* Job: Count the lines below that contain the string "rider" and reply with that number only.

#####

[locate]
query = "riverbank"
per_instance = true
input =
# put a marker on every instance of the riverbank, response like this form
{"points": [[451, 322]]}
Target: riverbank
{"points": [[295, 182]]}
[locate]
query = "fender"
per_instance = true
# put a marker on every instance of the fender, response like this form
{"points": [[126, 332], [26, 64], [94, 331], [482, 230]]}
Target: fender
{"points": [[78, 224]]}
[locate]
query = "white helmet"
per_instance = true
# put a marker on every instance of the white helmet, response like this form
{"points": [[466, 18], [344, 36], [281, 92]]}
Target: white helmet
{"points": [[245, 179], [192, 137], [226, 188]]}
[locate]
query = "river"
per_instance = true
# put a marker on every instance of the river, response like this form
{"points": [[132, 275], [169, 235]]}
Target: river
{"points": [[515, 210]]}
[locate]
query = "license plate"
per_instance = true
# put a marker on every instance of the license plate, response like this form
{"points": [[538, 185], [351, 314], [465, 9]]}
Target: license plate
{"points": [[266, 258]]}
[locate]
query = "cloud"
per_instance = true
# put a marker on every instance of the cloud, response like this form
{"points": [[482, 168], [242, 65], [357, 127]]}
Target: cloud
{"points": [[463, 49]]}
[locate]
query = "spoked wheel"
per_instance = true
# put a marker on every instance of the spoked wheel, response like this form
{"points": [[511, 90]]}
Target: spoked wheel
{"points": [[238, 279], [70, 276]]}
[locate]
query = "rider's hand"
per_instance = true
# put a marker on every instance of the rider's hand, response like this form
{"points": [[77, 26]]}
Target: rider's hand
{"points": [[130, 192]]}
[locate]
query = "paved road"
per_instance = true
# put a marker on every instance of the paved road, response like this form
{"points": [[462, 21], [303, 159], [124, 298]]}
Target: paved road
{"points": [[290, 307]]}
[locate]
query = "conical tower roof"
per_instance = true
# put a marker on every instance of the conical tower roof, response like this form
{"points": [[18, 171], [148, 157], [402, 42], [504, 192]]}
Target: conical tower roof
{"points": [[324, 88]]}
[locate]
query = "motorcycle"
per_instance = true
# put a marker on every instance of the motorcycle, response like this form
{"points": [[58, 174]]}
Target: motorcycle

#####

* The completed task: 3